-- What is required --
All records below are to be set down exactly, each character intact.

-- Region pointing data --
----------------

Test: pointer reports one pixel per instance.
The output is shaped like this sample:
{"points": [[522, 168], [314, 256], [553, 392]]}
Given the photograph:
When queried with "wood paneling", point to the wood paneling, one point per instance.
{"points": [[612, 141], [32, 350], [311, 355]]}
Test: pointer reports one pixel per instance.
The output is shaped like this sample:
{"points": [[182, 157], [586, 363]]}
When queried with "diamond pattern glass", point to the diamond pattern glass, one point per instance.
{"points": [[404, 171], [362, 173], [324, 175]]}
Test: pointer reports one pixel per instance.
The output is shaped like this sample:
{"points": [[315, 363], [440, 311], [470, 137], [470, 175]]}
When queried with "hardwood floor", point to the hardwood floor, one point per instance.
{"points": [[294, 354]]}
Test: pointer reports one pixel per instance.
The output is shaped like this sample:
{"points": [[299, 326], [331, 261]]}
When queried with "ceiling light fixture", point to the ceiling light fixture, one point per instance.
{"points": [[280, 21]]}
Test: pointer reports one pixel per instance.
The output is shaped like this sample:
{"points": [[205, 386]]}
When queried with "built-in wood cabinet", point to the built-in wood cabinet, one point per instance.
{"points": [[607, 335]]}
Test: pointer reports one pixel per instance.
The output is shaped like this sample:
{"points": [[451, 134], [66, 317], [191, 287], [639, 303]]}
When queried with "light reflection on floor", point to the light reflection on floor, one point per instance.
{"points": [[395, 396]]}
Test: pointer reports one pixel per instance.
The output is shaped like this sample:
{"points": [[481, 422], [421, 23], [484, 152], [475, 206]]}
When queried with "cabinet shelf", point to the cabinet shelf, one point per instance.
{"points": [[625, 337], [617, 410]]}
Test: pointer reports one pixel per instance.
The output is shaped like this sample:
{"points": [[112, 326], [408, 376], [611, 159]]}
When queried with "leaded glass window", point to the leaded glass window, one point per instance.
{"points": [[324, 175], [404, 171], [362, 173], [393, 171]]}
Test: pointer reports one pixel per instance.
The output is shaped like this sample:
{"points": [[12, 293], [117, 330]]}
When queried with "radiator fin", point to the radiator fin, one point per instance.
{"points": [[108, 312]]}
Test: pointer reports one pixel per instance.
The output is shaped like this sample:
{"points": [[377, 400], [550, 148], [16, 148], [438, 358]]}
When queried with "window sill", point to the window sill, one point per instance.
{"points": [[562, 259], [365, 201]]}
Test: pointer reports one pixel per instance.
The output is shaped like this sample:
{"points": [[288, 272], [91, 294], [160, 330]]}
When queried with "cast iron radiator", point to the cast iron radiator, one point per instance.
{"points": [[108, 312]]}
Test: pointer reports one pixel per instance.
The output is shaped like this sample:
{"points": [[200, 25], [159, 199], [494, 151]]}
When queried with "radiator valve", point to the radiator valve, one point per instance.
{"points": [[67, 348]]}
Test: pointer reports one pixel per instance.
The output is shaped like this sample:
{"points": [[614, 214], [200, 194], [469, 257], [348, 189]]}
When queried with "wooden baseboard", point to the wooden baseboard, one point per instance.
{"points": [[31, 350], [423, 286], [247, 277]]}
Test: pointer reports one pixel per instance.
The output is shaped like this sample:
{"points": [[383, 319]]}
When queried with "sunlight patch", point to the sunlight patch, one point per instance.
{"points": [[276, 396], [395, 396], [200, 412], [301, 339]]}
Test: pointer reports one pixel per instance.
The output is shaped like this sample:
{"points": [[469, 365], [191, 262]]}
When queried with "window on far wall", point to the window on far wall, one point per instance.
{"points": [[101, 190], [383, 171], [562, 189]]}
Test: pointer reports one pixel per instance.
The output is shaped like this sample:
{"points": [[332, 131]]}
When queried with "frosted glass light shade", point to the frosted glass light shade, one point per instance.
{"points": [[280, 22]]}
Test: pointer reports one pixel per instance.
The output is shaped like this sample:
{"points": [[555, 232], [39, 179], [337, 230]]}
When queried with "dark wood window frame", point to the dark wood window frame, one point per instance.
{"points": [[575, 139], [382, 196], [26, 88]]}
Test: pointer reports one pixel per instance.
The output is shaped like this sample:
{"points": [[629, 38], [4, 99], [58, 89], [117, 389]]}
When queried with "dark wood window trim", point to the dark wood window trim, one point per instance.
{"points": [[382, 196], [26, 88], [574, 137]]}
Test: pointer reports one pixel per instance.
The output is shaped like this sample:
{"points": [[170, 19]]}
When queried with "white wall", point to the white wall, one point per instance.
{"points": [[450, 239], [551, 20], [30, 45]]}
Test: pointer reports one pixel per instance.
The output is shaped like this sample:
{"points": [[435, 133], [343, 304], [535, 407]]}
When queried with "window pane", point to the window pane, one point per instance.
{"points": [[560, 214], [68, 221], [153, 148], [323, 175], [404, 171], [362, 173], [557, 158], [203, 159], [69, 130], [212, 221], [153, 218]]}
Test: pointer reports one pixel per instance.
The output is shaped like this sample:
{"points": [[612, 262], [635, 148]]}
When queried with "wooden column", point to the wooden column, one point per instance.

----------------

-- Task result --
Test: pointer reports one pixel per instance.
The output is shaped like this sample:
{"points": [[522, 168], [314, 256], [553, 392]]}
Given the photograph:
When queried with "wood paneling", point to the wood paneling, one point per instance.
{"points": [[612, 141], [32, 350], [311, 355]]}
Test: pointer reports one pixel per instance.
The output is shaped like this sample:
{"points": [[182, 157], [586, 363]]}
When queried with "diamond pattern glass", point to the diamond pattern glass, one point per instance.
{"points": [[404, 171], [362, 173], [324, 175]]}
Test: pointer reports one pixel per instance.
The output is shaped like this sample:
{"points": [[315, 363], [440, 311], [470, 137], [470, 175]]}
When queried with "hardwood floor", point to the hardwood floor, one point per instance.
{"points": [[294, 354]]}
Test: pointer reports one pixel per instance.
The output is shaped like this sample:
{"points": [[299, 326], [331, 261]]}
When queried with "ceiling light fixture", point to the ceiling light fixture, one point per instance.
{"points": [[280, 21]]}
Test: pointer reports one pixel per instance.
The output is shaped like this sample:
{"points": [[205, 386]]}
When queried with "built-in wood cabinet", point to the built-in wood cabinet, one point per instance.
{"points": [[607, 335]]}
Test: pointer reports one pixel per instance.
The output is shaped like this sample:
{"points": [[451, 134], [66, 317], [191, 287], [639, 303]]}
When queried with "light reflection on floor", point to the light reflection on floor, one point per instance.
{"points": [[395, 396]]}
Test: pointer reports one pixel per instance.
The output is shaped like this sample:
{"points": [[481, 422], [421, 23], [484, 152], [475, 206]]}
When queried with "cabinet shelf", point to the cabinet shelf, one point per instance.
{"points": [[625, 337], [617, 410]]}
Test: pointer reports one pixel per instance.
The output is shaped like this sample:
{"points": [[112, 326], [408, 376], [611, 159]]}
When queried with "leaded glass window", point to the leaded glass window, one point per instance.
{"points": [[324, 175], [404, 171], [362, 173], [393, 171]]}
Test: pointer reports one pixel per instance.
The output is shaped like this sample:
{"points": [[12, 293], [117, 330]]}
When queried with "radiator fin", point to the radiator fin, one point per instance.
{"points": [[108, 312]]}
Test: pointer reports one pixel per instance.
The output is shaped like this sample:
{"points": [[377, 400], [550, 148], [16, 148], [438, 358]]}
When queried with "window sill", point to the window sill, one point per instance.
{"points": [[562, 259], [365, 201]]}
Test: pointer reports one pixel per instance.
The output is shaped like this sample:
{"points": [[288, 272], [91, 294], [160, 330]]}
When queried with "cast iron radiator", point to the cast iron radiator, one point per instance.
{"points": [[108, 312]]}
Test: pointer reports one pixel per instance.
The output is shaped like this sample:
{"points": [[200, 25], [159, 199], [494, 151]]}
When queried with "radiator valve", point to the radiator valve, one point per instance.
{"points": [[67, 348]]}
Test: pointer reports one pixel per instance.
The output is shaped like this sample:
{"points": [[614, 214], [200, 194], [469, 257], [348, 189]]}
When queried with "wooden baseboard", point to the wooden baseboard, one point per instance.
{"points": [[31, 350], [423, 286], [247, 277]]}
Test: pointer reports one pixel per instance.
The output is shaped like this sample:
{"points": [[383, 319]]}
When queried with "sunlight patch", point to the sunlight patch, one point per instance.
{"points": [[276, 396], [395, 396], [200, 412], [301, 339]]}
Test: pointer reports one pixel per instance.
The output is shaped like this sample:
{"points": [[469, 365], [191, 262]]}
When queried with "window on far wall", point to the window on far wall, one point per instance.
{"points": [[101, 190], [383, 171], [562, 189]]}
Test: pointer reports one pixel per instance.
The output is shaped like this sample:
{"points": [[332, 131]]}
When queried with "frosted glass light shade", point to the frosted glass light shade, one point per instance.
{"points": [[280, 22]]}
Test: pointer reports one pixel per instance.
The output is shaped like this sample:
{"points": [[555, 232], [39, 179], [337, 230]]}
When queried with "dark wood window frame", point to the dark wood window frame, one point per instance.
{"points": [[575, 139], [382, 196], [26, 88]]}
Test: pointer reports one pixel per instance.
The output is shaped like this sample:
{"points": [[629, 38], [4, 99], [58, 89], [117, 389]]}
When queried with "dark wood window trim", point to the dark wood window trim, one point per instance.
{"points": [[382, 196], [26, 88], [574, 137]]}
Test: pointer reports one pixel per instance.
The output is shaped like this sample:
{"points": [[170, 19]]}
When queried with "white wall", point to the white wall, one point per instance.
{"points": [[450, 239], [551, 20], [30, 45]]}
Test: pointer reports one pixel per instance.
The output is shaped like this sample:
{"points": [[435, 133], [343, 304], [535, 407]]}
When queried with "window pane", point to the window pane, one point per instance.
{"points": [[560, 214], [68, 221], [153, 148], [323, 175], [404, 171], [362, 173], [557, 158], [203, 159], [69, 130], [212, 221], [153, 218]]}
Test: pointer reports one pixel per instance.
The output is shaped like this sample:
{"points": [[612, 262], [635, 148]]}
When queried with "wooden column", point to the wooden column, one point per instance.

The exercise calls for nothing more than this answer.